What is being asked
Without the pictures, copy all the entries below exactly.
--- Start of Input for this task ---
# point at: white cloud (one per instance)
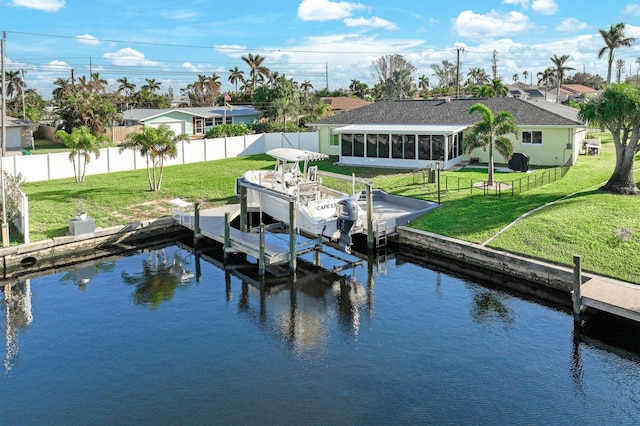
(373, 22)
(56, 66)
(632, 9)
(544, 7)
(570, 25)
(44, 5)
(129, 57)
(493, 24)
(523, 3)
(326, 10)
(88, 39)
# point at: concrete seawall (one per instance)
(474, 256)
(59, 252)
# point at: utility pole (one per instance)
(458, 50)
(5, 226)
(326, 74)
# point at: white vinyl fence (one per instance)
(36, 168)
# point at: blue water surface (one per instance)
(140, 340)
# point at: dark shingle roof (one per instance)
(455, 111)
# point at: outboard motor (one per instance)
(347, 212)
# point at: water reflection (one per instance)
(18, 316)
(159, 278)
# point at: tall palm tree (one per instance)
(63, 86)
(13, 81)
(236, 76)
(546, 78)
(619, 69)
(258, 72)
(306, 86)
(499, 88)
(151, 86)
(613, 39)
(97, 84)
(490, 131)
(560, 69)
(423, 82)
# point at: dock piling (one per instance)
(575, 295)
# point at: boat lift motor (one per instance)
(347, 212)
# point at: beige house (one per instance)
(420, 133)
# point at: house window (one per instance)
(358, 145)
(372, 146)
(424, 147)
(383, 146)
(532, 137)
(198, 125)
(410, 147)
(396, 146)
(347, 145)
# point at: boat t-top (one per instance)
(320, 210)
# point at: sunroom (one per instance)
(401, 146)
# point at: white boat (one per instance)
(320, 211)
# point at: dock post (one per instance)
(227, 235)
(370, 236)
(261, 259)
(577, 281)
(196, 223)
(243, 208)
(292, 237)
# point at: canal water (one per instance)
(163, 337)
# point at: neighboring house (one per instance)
(577, 92)
(343, 103)
(420, 133)
(194, 121)
(18, 133)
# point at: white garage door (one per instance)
(176, 126)
(14, 137)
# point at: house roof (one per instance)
(455, 112)
(146, 114)
(344, 102)
(577, 88)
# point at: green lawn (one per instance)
(604, 229)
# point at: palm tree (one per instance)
(156, 144)
(96, 83)
(560, 69)
(126, 86)
(490, 131)
(258, 71)
(546, 78)
(236, 76)
(63, 86)
(613, 39)
(81, 144)
(619, 69)
(423, 83)
(151, 86)
(13, 81)
(306, 86)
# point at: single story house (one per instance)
(194, 121)
(343, 103)
(18, 133)
(420, 133)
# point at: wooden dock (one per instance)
(616, 297)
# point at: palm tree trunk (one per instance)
(622, 180)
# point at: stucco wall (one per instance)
(475, 255)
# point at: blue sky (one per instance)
(323, 41)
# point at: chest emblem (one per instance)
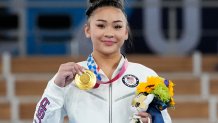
(130, 80)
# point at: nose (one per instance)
(109, 33)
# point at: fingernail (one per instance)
(80, 73)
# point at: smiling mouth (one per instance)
(109, 43)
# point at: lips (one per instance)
(109, 42)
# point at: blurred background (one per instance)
(176, 38)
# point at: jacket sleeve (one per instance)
(50, 108)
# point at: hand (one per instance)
(145, 117)
(67, 72)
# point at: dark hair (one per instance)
(94, 4)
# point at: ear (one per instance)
(87, 30)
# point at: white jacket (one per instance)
(110, 103)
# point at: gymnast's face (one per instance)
(107, 28)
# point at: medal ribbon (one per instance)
(93, 67)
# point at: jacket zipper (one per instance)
(110, 103)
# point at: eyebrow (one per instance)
(106, 21)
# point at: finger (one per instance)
(143, 114)
(78, 69)
(146, 120)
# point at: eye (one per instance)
(100, 25)
(118, 26)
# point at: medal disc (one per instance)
(86, 81)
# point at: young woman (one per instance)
(110, 101)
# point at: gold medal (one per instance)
(86, 81)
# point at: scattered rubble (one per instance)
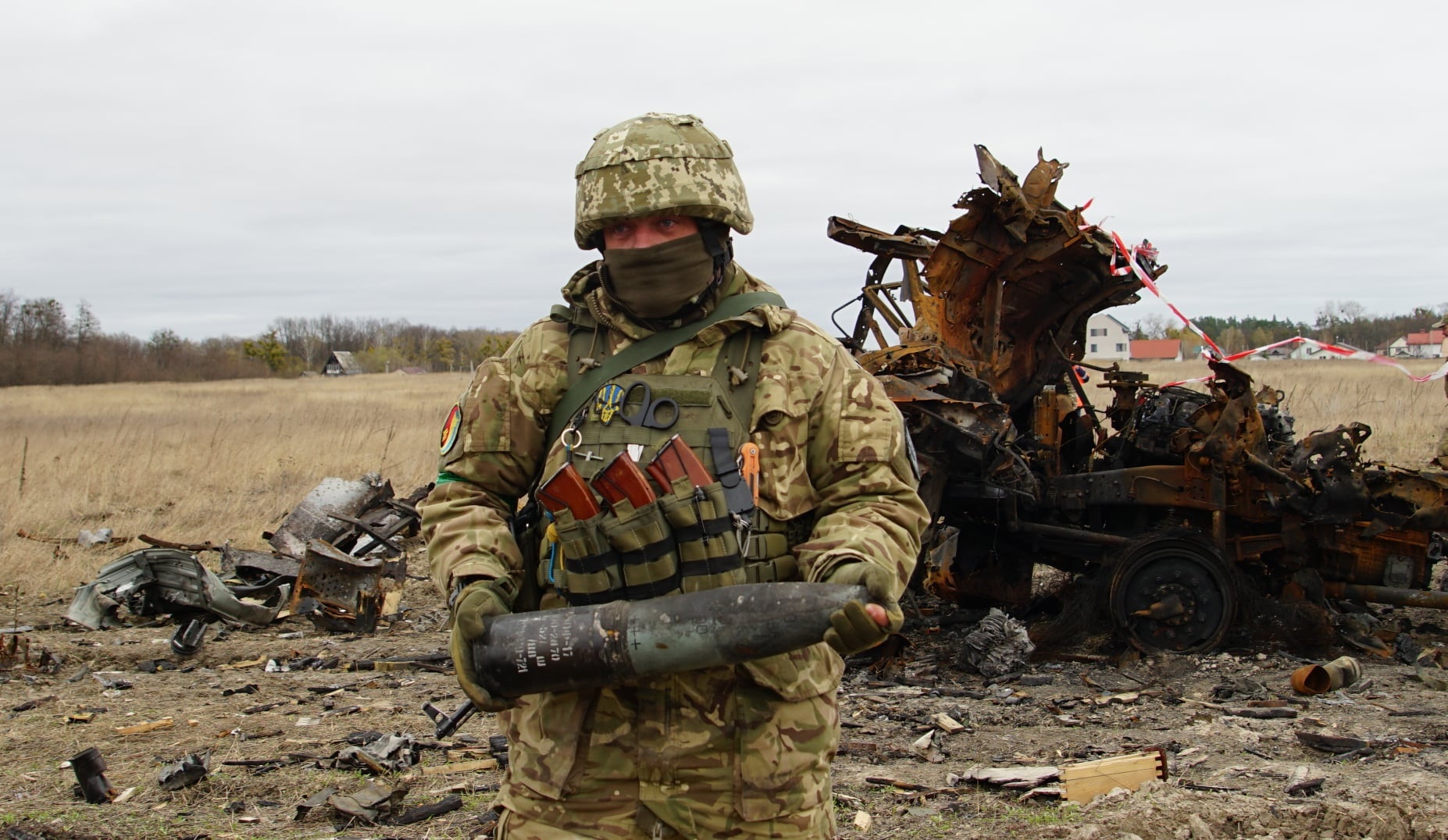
(333, 564)
(186, 772)
(1173, 507)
--- End of Input for this task ---
Complete output
# point at: white cloud (one per instance)
(373, 22)
(56, 66)
(632, 9)
(544, 7)
(570, 25)
(44, 5)
(129, 57)
(493, 24)
(523, 3)
(326, 10)
(88, 39)
# point at: concrete seawall (one per instance)
(474, 256)
(59, 252)
# point at: utility pole (one per instance)
(458, 50)
(5, 226)
(326, 74)
# point at: white vinyl fence (one per instance)
(36, 168)
# point at: blue water surface (one per instance)
(140, 340)
# point at: dark shingle roof (one per instance)
(455, 111)
# point at: outboard motor (one per instance)
(347, 212)
# point at: water reflection (one per instance)
(18, 316)
(159, 278)
# point at: tall palm tree (one per instance)
(63, 86)
(13, 81)
(236, 76)
(546, 78)
(619, 69)
(258, 72)
(306, 86)
(499, 88)
(151, 86)
(613, 39)
(97, 84)
(490, 131)
(560, 69)
(423, 82)
# point at: dock piling (one per instance)
(575, 295)
# point at: boat lift motor (one per instance)
(347, 212)
# point at: beige house (one per instance)
(420, 133)
# point at: house window (one per instance)
(358, 145)
(372, 146)
(424, 147)
(383, 146)
(532, 137)
(198, 125)
(410, 147)
(396, 146)
(347, 145)
# point at: boat t-top (one per instance)
(320, 210)
# point at: sunroom (one per instance)
(401, 146)
# point at: white boat (one per instance)
(320, 211)
# point at: dock post (one per instance)
(227, 235)
(370, 236)
(261, 259)
(577, 281)
(196, 223)
(243, 208)
(292, 237)
# point at: canal water (one per instance)
(163, 337)
# point at: neighboring house (one per instance)
(577, 92)
(343, 103)
(420, 133)
(194, 121)
(18, 133)
# point at: white garage door (one per instance)
(176, 126)
(14, 137)
# point at: house roof (one per instance)
(455, 112)
(146, 114)
(344, 102)
(577, 88)
# point at: green lawn (one per instance)
(604, 229)
# point at: palm tree (one per instance)
(156, 144)
(96, 83)
(560, 69)
(126, 86)
(490, 131)
(258, 71)
(546, 78)
(236, 76)
(63, 86)
(613, 39)
(81, 144)
(619, 69)
(423, 83)
(151, 86)
(13, 81)
(306, 86)
# point at: single story house (one per instance)
(194, 121)
(343, 103)
(18, 133)
(420, 133)
# point at: wooden dock (one per instance)
(616, 297)
# point at: palm tree trunk (one per instance)
(622, 180)
# point at: stucco wall (one per instance)
(475, 255)
# point at: blue sky (one per instance)
(323, 41)
# point at: chest emblem (one per instance)
(130, 80)
# point at: nose (one per instance)
(109, 33)
# point at: fingernail (one per instance)
(80, 73)
# point at: smiling mouth (one per instance)
(109, 43)
# point at: lips (one per instance)
(109, 42)
# point at: blurred background (one per instance)
(176, 38)
# point at: jacket sleeve (one per instance)
(50, 108)
# point at: hand (one per instance)
(145, 117)
(67, 72)
# point at: dark hair (one per instance)
(94, 4)
# point at: ear (one per instance)
(87, 30)
# point at: white jacket (one per instance)
(110, 103)
# point at: gymnast's face (one per instance)
(107, 28)
# point at: medal ribbon (one per instance)
(93, 67)
# point at: jacket zipper (one per instance)
(110, 103)
# point at: eyebrow (one per instance)
(106, 21)
# point at: finger (one per instance)
(143, 114)
(78, 69)
(146, 120)
# point at: eye (one per instance)
(100, 25)
(118, 26)
# point at: medal disc (one per instance)
(86, 81)
# point at: young woman (one per instance)
(110, 101)
# point at: gold medal (one per instance)
(86, 81)
# point at: scattered rubble (one per instance)
(333, 564)
(186, 772)
(1173, 507)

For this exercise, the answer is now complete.